---- DOCUMENT TEXT
Beginning with Connecticut in 1896, many states enacted marriage laws with eugenic criteria, prohibiting anyone who was "epileptic, imbecile or feeble-minded" from marrying. In 1898 Charles B. Davenport, a prominent American biologist, began as director of a biological research station based in Cold Spring Harbor where he experimented with evolution in plants and animals. In 1904 Davenport received funds from the Carnegie Institution to found the Station for Experimental Evolution. The Eugenics Record Office (ERO) opened in 1910 while Davenport and Harry H. Laughlin began to promote eugenics.
--------
---- DATA TO EXAMINE
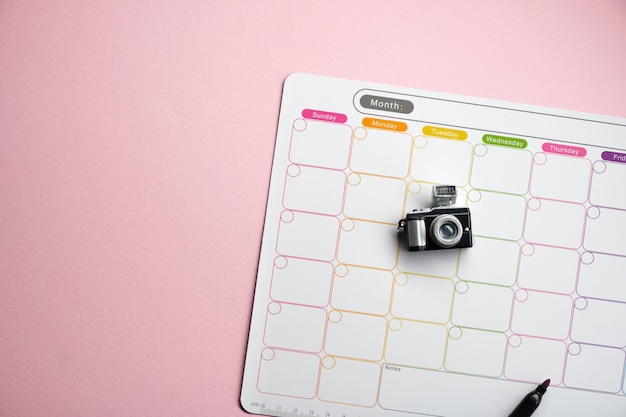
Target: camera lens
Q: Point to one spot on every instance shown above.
(446, 230)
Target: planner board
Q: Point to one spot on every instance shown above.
(346, 322)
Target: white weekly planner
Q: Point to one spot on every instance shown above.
(346, 322)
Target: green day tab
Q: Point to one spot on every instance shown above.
(505, 141)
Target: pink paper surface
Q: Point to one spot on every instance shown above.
(136, 143)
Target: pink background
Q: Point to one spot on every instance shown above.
(136, 142)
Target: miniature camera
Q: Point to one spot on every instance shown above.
(439, 227)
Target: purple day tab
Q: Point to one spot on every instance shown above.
(614, 157)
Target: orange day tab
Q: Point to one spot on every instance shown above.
(385, 124)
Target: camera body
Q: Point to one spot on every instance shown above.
(440, 227)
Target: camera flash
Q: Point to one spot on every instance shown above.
(444, 195)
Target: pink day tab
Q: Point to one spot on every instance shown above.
(564, 149)
(324, 115)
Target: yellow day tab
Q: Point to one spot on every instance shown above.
(444, 132)
(385, 124)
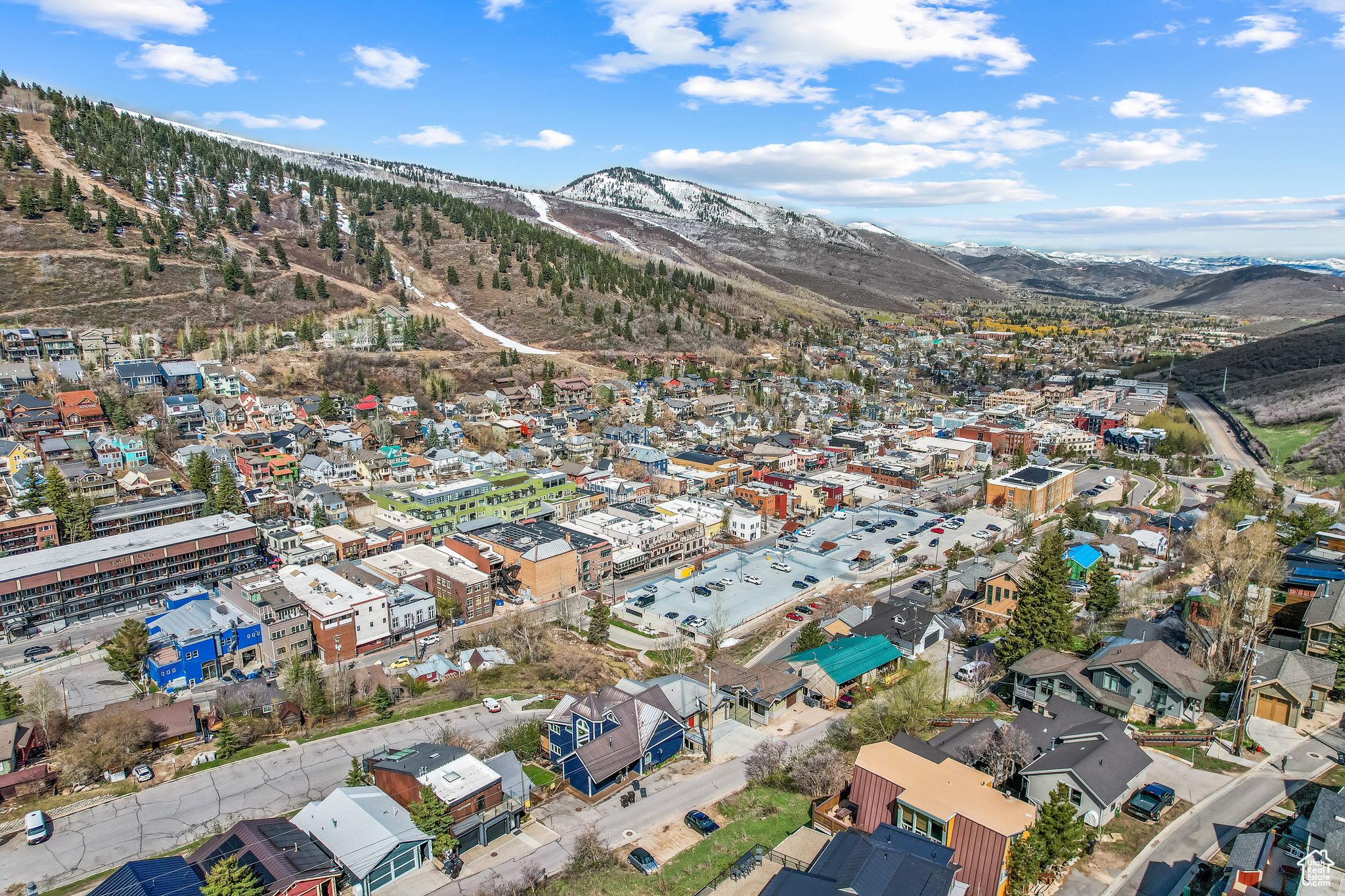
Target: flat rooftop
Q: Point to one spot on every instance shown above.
(116, 545)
--------
## REQUIRED WORK
Reproduce word for word the part of the passage on early American eugenics that runs from "Beginning with Connecticut" up to and including "to promote eugenics.".

## SOLUTION BELOW
Beginning with Connecticut in 1896, many states enacted marriage laws with eugenic criteria, prohibiting anyone who was "epileptic, imbecile or feeble-minded" from marrying. In 1898 Charles B. Davenport, a prominent American biologist, began as director of a biological research station based in Cold Spring Harbor where he experimented with evolution in plants and animals. In 1904 Davenport received funds from the Carnegie Institution to found the Station for Experimental Evolution. The Eugenics Record Office (ERO) opened in 1910 while Davenport and Harry H. Laughlin began to promote eugenics.